(AIM OF THE EXERCISE): Copy out the listing below word for word, starting at its first line and ending at the line that contains "x=197 y=186".

(THE RECORDS):

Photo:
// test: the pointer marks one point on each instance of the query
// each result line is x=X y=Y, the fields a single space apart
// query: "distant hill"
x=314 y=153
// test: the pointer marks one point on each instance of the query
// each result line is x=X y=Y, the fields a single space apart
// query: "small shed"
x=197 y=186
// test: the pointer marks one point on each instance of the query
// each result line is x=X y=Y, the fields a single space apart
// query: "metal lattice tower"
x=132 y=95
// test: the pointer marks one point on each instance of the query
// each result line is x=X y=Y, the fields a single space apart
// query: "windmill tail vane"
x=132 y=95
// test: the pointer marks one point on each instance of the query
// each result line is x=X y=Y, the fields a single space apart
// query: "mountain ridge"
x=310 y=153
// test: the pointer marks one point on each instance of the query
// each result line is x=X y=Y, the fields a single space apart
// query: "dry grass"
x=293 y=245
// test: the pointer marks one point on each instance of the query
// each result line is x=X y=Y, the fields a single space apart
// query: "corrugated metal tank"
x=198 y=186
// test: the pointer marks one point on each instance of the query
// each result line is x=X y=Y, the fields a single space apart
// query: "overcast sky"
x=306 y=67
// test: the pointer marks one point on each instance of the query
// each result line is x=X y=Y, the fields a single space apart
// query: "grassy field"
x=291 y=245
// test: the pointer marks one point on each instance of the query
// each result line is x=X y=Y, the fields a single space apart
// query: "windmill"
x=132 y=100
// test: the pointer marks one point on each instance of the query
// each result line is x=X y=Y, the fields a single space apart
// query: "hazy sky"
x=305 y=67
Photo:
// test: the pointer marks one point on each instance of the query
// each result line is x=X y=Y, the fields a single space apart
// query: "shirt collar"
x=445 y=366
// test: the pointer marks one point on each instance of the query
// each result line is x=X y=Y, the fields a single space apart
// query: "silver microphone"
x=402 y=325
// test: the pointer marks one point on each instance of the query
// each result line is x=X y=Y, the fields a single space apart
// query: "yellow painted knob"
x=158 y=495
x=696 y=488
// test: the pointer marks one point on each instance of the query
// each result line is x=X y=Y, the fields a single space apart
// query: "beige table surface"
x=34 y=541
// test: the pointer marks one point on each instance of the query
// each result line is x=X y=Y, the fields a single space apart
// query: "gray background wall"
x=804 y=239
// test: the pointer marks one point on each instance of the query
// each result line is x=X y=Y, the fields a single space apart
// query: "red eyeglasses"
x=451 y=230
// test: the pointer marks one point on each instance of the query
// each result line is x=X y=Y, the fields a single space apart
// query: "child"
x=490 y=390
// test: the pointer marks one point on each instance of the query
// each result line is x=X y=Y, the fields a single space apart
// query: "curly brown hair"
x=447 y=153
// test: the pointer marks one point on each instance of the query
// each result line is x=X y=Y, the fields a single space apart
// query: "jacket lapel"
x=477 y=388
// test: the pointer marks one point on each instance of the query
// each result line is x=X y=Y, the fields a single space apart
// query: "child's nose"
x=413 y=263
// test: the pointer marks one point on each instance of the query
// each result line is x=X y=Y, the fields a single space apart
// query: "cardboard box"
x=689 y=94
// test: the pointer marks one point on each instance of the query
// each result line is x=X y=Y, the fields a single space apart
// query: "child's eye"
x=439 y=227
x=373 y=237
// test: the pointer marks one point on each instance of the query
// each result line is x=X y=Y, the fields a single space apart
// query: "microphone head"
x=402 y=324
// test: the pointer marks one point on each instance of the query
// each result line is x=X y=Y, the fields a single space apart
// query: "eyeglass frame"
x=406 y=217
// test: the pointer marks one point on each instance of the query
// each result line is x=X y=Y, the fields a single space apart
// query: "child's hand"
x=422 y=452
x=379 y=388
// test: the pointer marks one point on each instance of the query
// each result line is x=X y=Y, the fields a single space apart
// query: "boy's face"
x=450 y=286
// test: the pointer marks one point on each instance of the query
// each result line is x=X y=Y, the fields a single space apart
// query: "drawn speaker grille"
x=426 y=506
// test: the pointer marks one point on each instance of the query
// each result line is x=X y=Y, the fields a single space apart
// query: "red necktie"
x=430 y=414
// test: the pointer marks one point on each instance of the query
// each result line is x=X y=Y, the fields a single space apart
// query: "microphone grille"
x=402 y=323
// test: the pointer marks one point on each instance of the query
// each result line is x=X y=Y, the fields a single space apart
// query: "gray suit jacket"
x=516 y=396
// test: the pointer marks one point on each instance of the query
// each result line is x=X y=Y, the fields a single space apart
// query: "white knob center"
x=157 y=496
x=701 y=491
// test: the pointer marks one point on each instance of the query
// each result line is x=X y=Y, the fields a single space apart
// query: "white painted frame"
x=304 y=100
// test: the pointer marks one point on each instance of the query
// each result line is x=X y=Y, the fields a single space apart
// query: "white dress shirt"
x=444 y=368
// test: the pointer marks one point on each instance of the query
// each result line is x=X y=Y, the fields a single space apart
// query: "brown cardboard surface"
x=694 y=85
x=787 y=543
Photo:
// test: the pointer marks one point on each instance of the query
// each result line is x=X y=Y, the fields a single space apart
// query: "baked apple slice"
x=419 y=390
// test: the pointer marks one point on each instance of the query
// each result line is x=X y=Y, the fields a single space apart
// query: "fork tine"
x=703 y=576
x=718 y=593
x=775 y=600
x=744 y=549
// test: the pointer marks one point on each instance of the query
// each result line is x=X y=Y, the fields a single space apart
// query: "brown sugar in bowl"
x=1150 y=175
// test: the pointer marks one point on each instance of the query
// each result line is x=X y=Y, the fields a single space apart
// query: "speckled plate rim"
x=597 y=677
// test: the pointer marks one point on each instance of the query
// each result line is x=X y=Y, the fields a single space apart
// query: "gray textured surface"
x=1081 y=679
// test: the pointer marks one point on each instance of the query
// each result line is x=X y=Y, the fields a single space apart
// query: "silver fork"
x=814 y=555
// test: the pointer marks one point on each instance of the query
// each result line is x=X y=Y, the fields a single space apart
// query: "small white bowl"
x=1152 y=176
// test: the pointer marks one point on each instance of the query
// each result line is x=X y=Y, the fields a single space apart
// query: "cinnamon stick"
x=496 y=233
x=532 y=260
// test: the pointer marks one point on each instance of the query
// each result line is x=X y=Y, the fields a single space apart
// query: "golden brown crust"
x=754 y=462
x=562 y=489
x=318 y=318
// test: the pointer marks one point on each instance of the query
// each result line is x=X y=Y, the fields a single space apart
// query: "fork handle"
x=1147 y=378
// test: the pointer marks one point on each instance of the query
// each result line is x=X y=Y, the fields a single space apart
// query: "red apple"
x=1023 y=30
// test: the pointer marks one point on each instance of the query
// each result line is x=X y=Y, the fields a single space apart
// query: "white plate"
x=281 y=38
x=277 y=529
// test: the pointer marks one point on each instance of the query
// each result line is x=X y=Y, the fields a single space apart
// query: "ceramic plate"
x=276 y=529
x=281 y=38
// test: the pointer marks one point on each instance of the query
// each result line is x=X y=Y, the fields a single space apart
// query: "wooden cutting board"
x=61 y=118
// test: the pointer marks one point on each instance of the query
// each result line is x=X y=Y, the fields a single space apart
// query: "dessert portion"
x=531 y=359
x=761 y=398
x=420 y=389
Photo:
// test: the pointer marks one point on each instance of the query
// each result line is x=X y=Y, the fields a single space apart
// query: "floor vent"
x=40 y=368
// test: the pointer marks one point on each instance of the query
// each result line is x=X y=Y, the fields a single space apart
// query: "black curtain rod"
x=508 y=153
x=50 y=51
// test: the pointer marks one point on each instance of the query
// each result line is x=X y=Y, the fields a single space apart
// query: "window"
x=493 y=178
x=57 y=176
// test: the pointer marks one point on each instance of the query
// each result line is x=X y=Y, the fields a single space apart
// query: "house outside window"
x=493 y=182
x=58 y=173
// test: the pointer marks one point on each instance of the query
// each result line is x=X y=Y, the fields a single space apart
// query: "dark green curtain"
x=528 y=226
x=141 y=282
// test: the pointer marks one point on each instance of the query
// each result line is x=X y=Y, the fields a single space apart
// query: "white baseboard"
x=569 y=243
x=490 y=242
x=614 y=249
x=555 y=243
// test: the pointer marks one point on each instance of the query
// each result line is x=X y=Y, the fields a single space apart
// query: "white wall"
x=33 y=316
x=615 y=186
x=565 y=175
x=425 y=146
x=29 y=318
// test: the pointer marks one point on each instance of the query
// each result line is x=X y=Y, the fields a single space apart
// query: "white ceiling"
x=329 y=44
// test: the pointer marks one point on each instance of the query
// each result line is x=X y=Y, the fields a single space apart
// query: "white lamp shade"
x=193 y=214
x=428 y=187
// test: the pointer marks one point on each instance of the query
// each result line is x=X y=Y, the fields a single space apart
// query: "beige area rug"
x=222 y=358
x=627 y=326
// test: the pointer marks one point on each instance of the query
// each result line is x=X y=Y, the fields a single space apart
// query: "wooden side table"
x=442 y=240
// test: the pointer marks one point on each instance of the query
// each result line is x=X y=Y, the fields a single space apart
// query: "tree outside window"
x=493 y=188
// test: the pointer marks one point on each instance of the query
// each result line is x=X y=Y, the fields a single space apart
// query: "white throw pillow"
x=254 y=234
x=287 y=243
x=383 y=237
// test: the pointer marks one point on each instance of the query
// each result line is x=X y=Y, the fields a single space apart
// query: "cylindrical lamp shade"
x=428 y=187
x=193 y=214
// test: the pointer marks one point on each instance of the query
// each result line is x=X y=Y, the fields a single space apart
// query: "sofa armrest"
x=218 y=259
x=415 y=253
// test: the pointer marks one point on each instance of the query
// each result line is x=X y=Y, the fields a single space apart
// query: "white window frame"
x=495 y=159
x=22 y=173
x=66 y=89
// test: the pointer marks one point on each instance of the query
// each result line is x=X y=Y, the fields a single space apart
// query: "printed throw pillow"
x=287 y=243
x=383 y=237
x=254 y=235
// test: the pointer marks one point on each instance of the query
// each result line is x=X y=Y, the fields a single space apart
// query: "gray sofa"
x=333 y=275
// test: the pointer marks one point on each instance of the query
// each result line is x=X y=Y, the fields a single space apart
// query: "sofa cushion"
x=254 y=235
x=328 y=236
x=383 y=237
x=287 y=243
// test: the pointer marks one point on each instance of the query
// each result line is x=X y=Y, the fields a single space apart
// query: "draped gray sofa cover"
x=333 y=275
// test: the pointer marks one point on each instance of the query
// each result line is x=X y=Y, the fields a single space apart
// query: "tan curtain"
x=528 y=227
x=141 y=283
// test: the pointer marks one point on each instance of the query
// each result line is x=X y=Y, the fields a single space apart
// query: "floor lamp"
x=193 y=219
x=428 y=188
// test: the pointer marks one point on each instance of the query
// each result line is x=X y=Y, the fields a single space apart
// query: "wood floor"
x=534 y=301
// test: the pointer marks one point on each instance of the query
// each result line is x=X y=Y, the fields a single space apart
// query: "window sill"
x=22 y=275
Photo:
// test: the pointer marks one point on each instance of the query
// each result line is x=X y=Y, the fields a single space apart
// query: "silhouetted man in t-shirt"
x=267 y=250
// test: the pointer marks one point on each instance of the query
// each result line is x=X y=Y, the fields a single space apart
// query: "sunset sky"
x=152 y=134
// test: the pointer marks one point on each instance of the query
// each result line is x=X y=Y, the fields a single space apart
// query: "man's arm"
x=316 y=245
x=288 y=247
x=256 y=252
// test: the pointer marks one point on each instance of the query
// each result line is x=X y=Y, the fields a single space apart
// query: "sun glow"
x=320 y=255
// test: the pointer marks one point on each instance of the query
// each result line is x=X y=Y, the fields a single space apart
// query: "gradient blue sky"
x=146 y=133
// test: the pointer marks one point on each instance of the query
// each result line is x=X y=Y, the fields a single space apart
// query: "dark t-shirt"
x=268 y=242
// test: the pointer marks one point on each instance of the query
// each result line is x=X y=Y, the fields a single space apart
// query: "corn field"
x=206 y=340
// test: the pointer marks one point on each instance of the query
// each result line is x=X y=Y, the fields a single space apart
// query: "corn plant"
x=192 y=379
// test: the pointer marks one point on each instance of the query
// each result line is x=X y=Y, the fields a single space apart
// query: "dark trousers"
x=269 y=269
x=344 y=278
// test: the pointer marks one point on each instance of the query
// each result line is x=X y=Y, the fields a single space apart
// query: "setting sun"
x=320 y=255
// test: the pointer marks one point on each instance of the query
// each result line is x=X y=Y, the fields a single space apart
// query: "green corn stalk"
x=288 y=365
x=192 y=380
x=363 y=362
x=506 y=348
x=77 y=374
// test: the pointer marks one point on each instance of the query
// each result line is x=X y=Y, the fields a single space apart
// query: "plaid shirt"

(FINISHED TASK):
Photo:
// test: the pointer marks one point on each instance of the query
// each result line is x=X y=Y, the fields a single space apart
// query: "distant hill"
x=314 y=153
// test: the pointer marks one point on each instance of the query
// each result line is x=X y=Y, the fields a single space apart
// query: "small shed"
x=197 y=186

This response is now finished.